## Kutipan Sumber
§

Setahun, PTS Nonaktif Harus Penuhi Kekurangan

 Direktorat Jenderal Pendidikan Tinggi (Dikti) menonaktifkan empat Perguruan Tinggi Swasta (PTS) di Malang. Dari empat institusi tersebut salah satunya.

Direktorat Jenderal Pendidikan Tinggi (Dikti) menonaktifkan empat Perguruan Tinggi Swasta (PTS) di Malang. Dari empat institusi tersebut salah satunya.

Surabaya, Bhirawa
Perguruan Tinggi Swasta (PTS) yang statusnya telah dinonaktifkan oleh Kementerian Riset, Teknologi, dan Pendidikan Tinggi (Kemenristekdikti) harus segera berbenah. Pemerintah hanya memberi batas selama setahun agar PTS melakukan perbaikan yang menyebabkan statusnya menjadi nonaktif.
Menristekdikti Muhammad Nasir mengatakan, pihaknya secara otomatis menutup pangkalan data perguruan tinggi (PDPT) yang statusnya nonaktif. Dengan demikian, PTS tersebut diminta untuk memproses semua kekurangan agar dilengkapi.

§

## Data Tersimpan
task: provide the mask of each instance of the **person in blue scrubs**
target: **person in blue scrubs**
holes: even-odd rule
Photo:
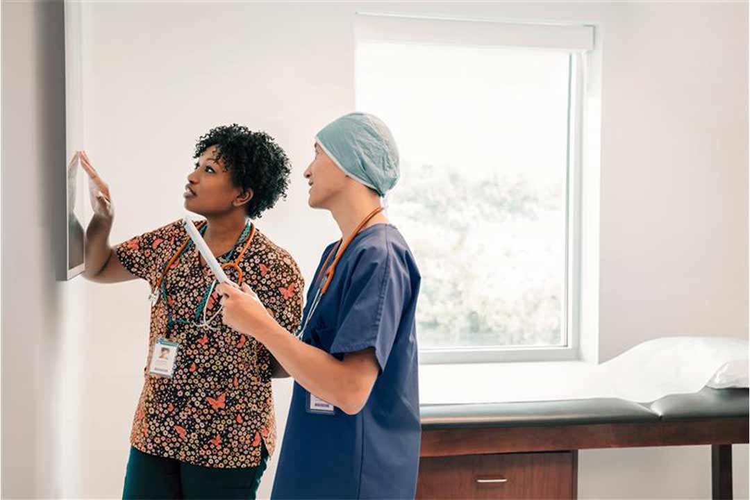
[[[272,498],[414,498],[421,277],[380,203],[398,179],[398,152],[388,127],[364,113],[327,125],[314,148],[308,202],[331,211],[342,238],[321,256],[300,337],[247,286],[218,289],[224,322],[295,379]]]

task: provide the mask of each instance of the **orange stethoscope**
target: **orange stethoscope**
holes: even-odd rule
[[[201,221],[200,223],[198,223],[197,229],[199,231],[202,231],[206,227],[206,220]],[[202,234],[202,233],[201,233],[201,234]],[[226,263],[221,265],[221,268],[222,269],[235,269],[235,270],[236,270],[236,271],[237,271],[237,277],[238,277],[238,280],[237,280],[237,284],[238,285],[242,285],[242,279],[244,277],[244,274],[242,273],[242,269],[239,267],[239,262],[240,262],[240,261],[242,260],[242,256],[244,255],[244,253],[248,250],[248,247],[250,247],[250,242],[252,242],[254,236],[255,236],[255,224],[254,224],[253,223],[250,223],[250,234],[248,235],[248,238],[247,238],[247,240],[244,242],[244,245],[242,246],[242,250],[240,251],[240,253],[237,255],[237,257],[233,261],[232,261],[231,262],[226,262]],[[172,258],[170,259],[170,262],[167,262],[166,265],[165,265],[164,268],[161,271],[161,275],[159,277],[159,281],[156,283],[156,288],[155,288],[154,290],[153,290],[152,292],[151,295],[149,295],[149,298],[151,299],[152,305],[156,305],[156,304],[159,301],[159,297],[160,296],[160,292],[161,292],[161,286],[162,286],[162,284],[164,283],[164,277],[166,276],[166,273],[172,268],[172,265],[175,263],[175,261],[177,260],[177,259],[179,258],[179,256],[181,255],[182,255],[183,252],[184,252],[186,247],[188,247],[188,245],[191,241],[192,241],[192,240],[190,239],[190,235],[188,235],[188,238],[185,238],[185,241],[182,244],[182,246],[181,246],[179,247],[179,249],[172,256]],[[212,286],[210,287],[211,289],[206,294],[206,297],[208,297],[208,295],[211,295],[211,291],[212,291],[214,286],[216,286],[216,280],[214,280],[214,282],[212,283]],[[204,302],[204,304],[203,304],[203,316],[204,316],[204,319],[205,319],[205,316],[206,316],[206,304],[207,301],[206,300],[204,300],[203,302]],[[213,318],[212,318],[212,319]]]
[[[326,260],[323,262],[322,266],[320,268],[320,271],[318,272],[318,275],[315,278],[315,284],[317,286],[317,290],[315,292],[315,297],[313,298],[312,304],[310,307],[310,311],[308,313],[308,316],[304,319],[304,324],[297,332],[297,338],[302,338],[302,334],[304,332],[304,329],[308,328],[308,324],[310,323],[310,319],[313,317],[313,314],[315,313],[315,310],[318,307],[318,304],[320,303],[320,299],[326,294],[326,290],[328,290],[328,286],[331,282],[333,281],[334,273],[336,272],[336,265],[338,262],[341,260],[341,256],[344,255],[344,251],[349,247],[349,244],[354,240],[359,232],[362,230],[365,224],[367,224],[370,220],[382,212],[385,209],[385,207],[378,207],[375,210],[370,212],[366,217],[362,219],[362,221],[359,223],[356,229],[352,232],[352,234],[346,238],[346,241],[344,241],[344,238],[341,238],[336,244],[336,246],[331,249],[328,252],[328,256],[326,257]],[[344,241],[342,244],[342,241]],[[336,256],[334,257],[333,262],[328,268],[328,261],[331,259],[331,256],[333,255],[335,250]],[[322,276],[322,281],[320,280],[321,276]]]

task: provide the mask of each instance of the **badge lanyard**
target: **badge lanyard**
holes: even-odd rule
[[[341,259],[341,256],[344,255],[344,252],[349,247],[349,244],[352,242],[352,241],[354,240],[355,237],[359,234],[359,232],[362,230],[364,225],[370,222],[374,217],[382,211],[384,208],[385,207],[378,207],[375,210],[370,212],[370,214],[364,217],[361,223],[359,223],[359,225],[357,226],[356,229],[352,232],[351,235],[349,235],[345,242],[344,242],[344,238],[342,238],[337,242],[336,246],[332,248],[331,251],[328,252],[325,262],[323,262],[322,266],[320,268],[320,271],[318,272],[317,277],[315,278],[315,283],[314,284],[314,286],[316,286],[317,289],[315,292],[315,297],[313,298],[313,302],[310,306],[308,315],[304,318],[304,324],[302,325],[302,327],[297,331],[298,339],[302,338],[302,334],[304,333],[305,328],[308,328],[308,325],[310,323],[310,318],[312,318],[313,314],[315,313],[315,310],[317,309],[318,304],[320,303],[320,299],[322,298],[322,296],[326,294],[326,291],[328,290],[328,286],[333,280],[334,273],[336,272],[336,265],[338,264],[338,261]],[[344,242],[343,244],[342,242]],[[326,268],[326,266],[328,265],[328,260],[330,260],[331,256],[334,254],[334,252],[336,253],[336,256],[334,258],[331,266]],[[322,277],[322,280],[321,280],[321,276]]]
[[[206,223],[206,221],[200,223],[198,230],[200,232],[201,235],[202,235],[205,233],[206,227],[207,224]],[[240,242],[247,238],[244,245],[242,247],[242,250],[239,252],[239,254],[237,256],[236,259],[235,259],[233,261],[221,265],[222,268],[232,268],[237,271],[238,285],[242,284],[242,279],[243,279],[243,273],[242,270],[239,267],[239,262],[242,260],[242,256],[244,255],[245,251],[248,250],[248,247],[250,246],[250,241],[253,241],[253,237],[254,235],[255,235],[255,225],[253,224],[252,223],[248,223],[248,224],[245,225],[244,229],[242,230],[242,234],[240,235],[240,237],[239,238],[238,238],[237,242],[232,248],[232,251],[230,253],[230,259],[232,258],[232,256],[237,250],[237,247],[240,244]],[[201,299],[200,303],[196,308],[194,321],[182,319],[180,318],[176,318],[170,313],[169,304],[166,298],[166,286],[164,278],[166,277],[166,273],[169,271],[172,264],[174,264],[175,261],[177,260],[183,253],[184,253],[188,250],[188,249],[190,248],[190,245],[191,244],[193,244],[193,241],[188,236],[188,238],[185,240],[185,241],[182,244],[182,246],[180,247],[179,250],[177,250],[175,255],[172,256],[172,257],[170,259],[169,262],[167,262],[166,265],[164,266],[164,268],[161,271],[161,275],[159,277],[159,281],[157,283],[156,289],[152,293],[152,295],[149,296],[149,298],[152,301],[152,305],[156,305],[156,304],[159,301],[160,298],[162,298],[164,303],[164,311],[166,313],[167,320],[170,325],[172,323],[183,323],[183,324],[194,323],[200,328],[207,328],[209,330],[216,330],[217,328],[210,326],[209,323],[211,323],[214,320],[214,319],[215,319],[216,316],[219,315],[219,313],[221,312],[221,307],[223,307],[223,306],[220,307],[219,310],[214,313],[214,315],[211,316],[210,319],[206,319],[206,309],[208,308],[207,307],[208,307],[208,298],[211,296],[211,294],[213,292],[214,288],[216,286],[217,280],[215,280],[215,278],[212,281],[211,284],[206,288],[206,291],[203,294],[203,297]],[[201,310],[202,311],[202,321],[198,322],[199,319],[201,317]],[[169,328],[169,325],[167,328]]]

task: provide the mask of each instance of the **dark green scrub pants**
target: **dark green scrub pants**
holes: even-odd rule
[[[268,466],[265,444],[257,467],[193,466],[130,448],[123,499],[255,499]]]

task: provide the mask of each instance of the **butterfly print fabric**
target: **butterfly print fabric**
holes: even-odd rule
[[[156,289],[162,271],[187,238],[179,220],[123,242],[116,252],[126,269]],[[230,251],[218,259],[224,263],[236,258]],[[279,324],[294,334],[304,289],[296,262],[256,229],[238,265],[244,283]],[[270,354],[252,337],[224,325],[220,314],[210,323],[214,330],[197,325],[213,280],[193,244],[165,274],[166,299],[161,295],[151,309],[145,381],[130,444],[144,453],[194,465],[254,467],[260,463],[262,440],[269,454],[275,448]],[[214,292],[206,300],[206,317],[220,307]],[[160,337],[179,344],[172,378],[148,373],[152,349]]]

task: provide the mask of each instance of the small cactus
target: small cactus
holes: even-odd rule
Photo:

§

## Tugas Tertulis A
Salin ulang sebagian berita tentang PTS nonaktif di atas. Mulailah dari kata-kata yang memuat "Setahun, PTS Nonaktif" dan berhenti setelah "statusnya menjadi nonaktif.".
## Tugas Tertulis B
Jawab pertanyaan berikut berdasarkan berita tentang PTS nonaktif di atas.
(i) Berapa PTS di Malang yang dinonaktifkan oleh Dikti?
(ii) Berapa lama batas waktu yang diberikan pemerintah kepada PTS nonaktif untuk melakukan perbaikan?
(iii) Apa yang otomatis ditutup untuk perguruan tinggi yang statusnya nonaktif?

## Jawaban Lengkap A
Setahun, PTS Nonaktif Harus Penuhi Kekurangan

 Direktorat Jenderal Pendidikan Tinggi (Dikti) menonaktifkan empat Perguruan Tinggi Swasta (PTS) di Malang. Dari empat institusi tersebut salah satunya.

Direktorat Jenderal Pendidikan Tinggi (Dikti) menonaktifkan empat Perguruan Tinggi Swasta (PTS) di Malang. Dari empat institusi tersebut salah satunya.

Surabaya, Bhirawa
Perguruan Tinggi Swasta (PTS) yang statusnya telah dinonaktifkan oleh Kementerian Riset, Teknologi, dan Pendidikan Tinggi (Kemenristekdikti) harus segera berbenah. Pemerintah hanya memberi batas selama setahun agar PTS melakukan perbaikan yang menyebabkan statusnya menjadi nonaktif.

## Jawaban Lengkap B
(i) Empat PTS.
(ii) Setahun.
(iii) Pangkalan data perguruan tinggi (PDPT).